■ Task item
The expected result is an exact restatement of the data, free of pictures.

Provided entries: Begin

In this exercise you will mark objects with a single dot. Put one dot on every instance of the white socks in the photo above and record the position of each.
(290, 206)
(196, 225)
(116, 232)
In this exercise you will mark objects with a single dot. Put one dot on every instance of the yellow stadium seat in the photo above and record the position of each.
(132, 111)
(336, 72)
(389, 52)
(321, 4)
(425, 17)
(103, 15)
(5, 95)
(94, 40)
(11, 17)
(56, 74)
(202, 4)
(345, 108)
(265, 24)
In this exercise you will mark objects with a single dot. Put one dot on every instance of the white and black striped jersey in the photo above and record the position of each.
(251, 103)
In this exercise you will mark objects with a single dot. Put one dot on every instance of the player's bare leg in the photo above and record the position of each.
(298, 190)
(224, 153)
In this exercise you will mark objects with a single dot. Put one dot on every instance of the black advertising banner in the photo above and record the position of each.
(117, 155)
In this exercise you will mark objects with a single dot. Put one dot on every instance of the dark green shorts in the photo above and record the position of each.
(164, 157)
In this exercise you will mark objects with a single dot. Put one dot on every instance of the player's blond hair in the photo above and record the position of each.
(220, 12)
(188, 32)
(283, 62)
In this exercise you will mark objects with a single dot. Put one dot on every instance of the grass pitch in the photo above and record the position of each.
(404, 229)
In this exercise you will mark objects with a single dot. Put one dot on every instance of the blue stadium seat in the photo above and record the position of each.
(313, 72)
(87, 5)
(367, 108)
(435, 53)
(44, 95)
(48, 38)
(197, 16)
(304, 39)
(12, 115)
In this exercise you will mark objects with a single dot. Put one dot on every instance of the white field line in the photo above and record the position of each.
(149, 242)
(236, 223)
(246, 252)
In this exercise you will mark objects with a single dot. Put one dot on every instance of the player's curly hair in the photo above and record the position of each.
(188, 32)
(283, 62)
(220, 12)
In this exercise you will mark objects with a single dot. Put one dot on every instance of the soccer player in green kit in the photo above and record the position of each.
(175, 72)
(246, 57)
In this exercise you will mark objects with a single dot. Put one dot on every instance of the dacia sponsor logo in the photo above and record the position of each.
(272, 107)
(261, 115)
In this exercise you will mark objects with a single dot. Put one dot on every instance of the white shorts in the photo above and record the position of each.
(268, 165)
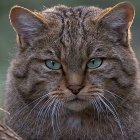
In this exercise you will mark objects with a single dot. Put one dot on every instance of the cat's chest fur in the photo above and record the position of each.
(75, 75)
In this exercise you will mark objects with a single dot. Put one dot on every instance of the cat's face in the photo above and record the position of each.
(76, 58)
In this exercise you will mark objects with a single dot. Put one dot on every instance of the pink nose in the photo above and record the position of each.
(75, 88)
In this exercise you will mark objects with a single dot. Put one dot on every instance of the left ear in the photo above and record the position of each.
(118, 18)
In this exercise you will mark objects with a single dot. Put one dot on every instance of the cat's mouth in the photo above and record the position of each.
(76, 104)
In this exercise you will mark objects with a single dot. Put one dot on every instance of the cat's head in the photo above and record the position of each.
(76, 58)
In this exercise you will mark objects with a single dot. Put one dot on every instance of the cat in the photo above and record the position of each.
(75, 75)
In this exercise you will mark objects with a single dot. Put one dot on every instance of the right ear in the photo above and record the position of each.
(26, 23)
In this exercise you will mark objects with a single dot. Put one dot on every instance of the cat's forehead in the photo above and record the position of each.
(73, 35)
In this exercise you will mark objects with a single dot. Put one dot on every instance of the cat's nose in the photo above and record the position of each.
(75, 89)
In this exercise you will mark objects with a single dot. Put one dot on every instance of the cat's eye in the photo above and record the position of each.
(94, 63)
(52, 64)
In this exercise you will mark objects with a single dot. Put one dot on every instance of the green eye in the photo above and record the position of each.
(52, 64)
(94, 63)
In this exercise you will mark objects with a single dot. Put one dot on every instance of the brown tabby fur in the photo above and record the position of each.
(40, 102)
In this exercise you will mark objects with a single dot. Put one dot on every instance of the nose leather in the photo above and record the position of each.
(75, 89)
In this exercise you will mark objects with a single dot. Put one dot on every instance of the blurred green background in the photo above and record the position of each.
(7, 35)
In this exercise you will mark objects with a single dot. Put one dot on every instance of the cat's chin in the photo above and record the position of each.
(76, 105)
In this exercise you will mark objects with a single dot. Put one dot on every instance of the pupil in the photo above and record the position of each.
(92, 61)
(53, 63)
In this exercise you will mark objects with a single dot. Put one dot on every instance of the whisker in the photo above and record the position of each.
(113, 94)
(112, 110)
(40, 117)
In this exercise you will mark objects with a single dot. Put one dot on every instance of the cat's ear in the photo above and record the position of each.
(118, 18)
(26, 23)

Provided entries: End

■ Result of the task
In this exercise you will mark objects with a single dot. Put one dot on every instance of the white socks in the photo above and record the position of each.
(290, 206)
(196, 225)
(116, 232)
In this exercise you will mark objects with a single dot. Put one dot on every instance of the yellow stadium seat in the photo above and record the position of each.
(132, 111)
(336, 72)
(389, 52)
(321, 4)
(425, 17)
(103, 15)
(5, 95)
(94, 40)
(11, 17)
(56, 74)
(202, 4)
(345, 108)
(265, 24)
In this exercise you will mark objects with a single dot. Put one dot on every instance of the white and black striped jersey in the photo above and record the position of each.
(251, 103)
In this exercise you will mark objects with a single dot. Put one dot on every instance of the player's bare leg in the photo above and record the position of each.
(298, 190)
(224, 153)
In this exercise you will mark objects with a single dot. Put one dot on every instance of the black advertising banner in the photo above and record the position of each.
(117, 155)
In this exercise you will mark objects with a single dot. Put one dot on every instance of the dark green shorts in the photo above and record the position of each.
(164, 157)
In this exercise you will mark objects with a single dot. Put one dot on every instance of the player's blond hair in the photo above and record the position of each.
(220, 12)
(188, 32)
(283, 62)
In this exercise you will mark objects with a single dot. Put one dot on every instance of the grass pitch in the photo above and record the position of each.
(404, 229)
In this exercise you will mark objects with a single dot. Put one dot on every instance of the blue stadium seat in the photo above and record the position of each.
(313, 72)
(87, 5)
(367, 108)
(435, 53)
(44, 95)
(48, 38)
(197, 16)
(304, 39)
(12, 115)
In this exercise you will mark objects with a single dot. Put one dot on every instance of the white field line in the photo above and record the position of each.
(149, 242)
(236, 223)
(246, 252)
In this exercise you will mark objects with a single dot. Put one dot on every instance of the player's curly hair in the photo above and record the position of each.
(188, 32)
(283, 62)
(220, 12)
In this exercise you will mark objects with a single dot. Put one dot on every instance of the soccer player in green kit in the photo above and record the position of each.
(175, 72)
(246, 57)
In this exercise you will mark objects with a single dot. Put one dot on every instance of the dacia sponsor logo in the photo above and record the position of each.
(272, 107)
(261, 115)
In this exercise you will mark objects with a single dot. Put one dot on every instance of the white shorts in the photo above and record the position of each.
(268, 165)
In this exercise you will mark objects with a single dot. Put one dot on every instance of the cat's chest fur in the photo above and record the position of each.
(75, 75)
In this exercise you will mark objects with a single dot. Put one dot on every instance of the cat's face in the photo above and record the position of each.
(76, 58)
In this exercise you will mark objects with a single dot. Put one dot on every instance of the pink nose in the photo above and record the position of each.
(75, 88)
In this exercise you will mark objects with a single dot. Put one dot on every instance of the left ear in the photo above and record the position of each.
(118, 18)
In this exercise you will mark objects with a single dot. Put one dot on every instance of the cat's mouth in the photo above and record the position of each.
(76, 104)
In this exercise you will mark objects with a single dot. Put one dot on every instance of the cat's head in the photo above and record the position of each.
(76, 58)
In this exercise you will mark objects with a single dot. Put one dot on every instance of the cat in the photo above and record the position of each.
(75, 75)
In this exercise you will mark objects with a single dot. Put one dot on every instance of the right ear in the photo above and record the position of each.
(26, 23)
In this exercise you will mark objects with a single dot. Put one dot on every instance of the cat's forehead in the photo above and record the position of each.
(73, 35)
In this exercise you will mark objects with a single dot. Put one dot on every instance of the cat's nose in the photo above and record the position of each.
(75, 89)
In this exercise you will mark objects with a single dot. Put one dot on every instance of the cat's eye in the photo above and record the position of each.
(94, 63)
(52, 64)
In this exercise you will mark objects with a single dot. Put one dot on every instance of the green eye in the photo above and record the position of each.
(52, 64)
(94, 63)
In this exercise you will mark objects with a single dot. Put one dot on every instance of the brown tabby fur in the photo above and record the position of each.
(40, 102)
In this exercise you will mark objects with a single dot. Put one dot on every instance of the nose leather in the photo above and record the position of each.
(75, 89)
In this exercise you will mark objects with a single dot. Put one dot on every instance of the blurred green background in the photo above and record the position of each.
(7, 35)
In this exercise you will mark objects with a single dot. Put one dot on every instance of the cat's chin in the photo above and record the position of each.
(76, 105)
In this exercise you will mark objects with a single dot. Put one dot on every instance of the pupil in the photo above and record the position of each.
(92, 61)
(53, 63)
In this exercise you will mark objects with a single dot. Put one dot on every instance of the whisker in the photo above and record the position of each.
(113, 94)
(112, 110)
(40, 117)
In this exercise you will mark objects with a single dot. Put one dot on every instance of the cat's ear in the photo above and record the position of each.
(118, 18)
(26, 23)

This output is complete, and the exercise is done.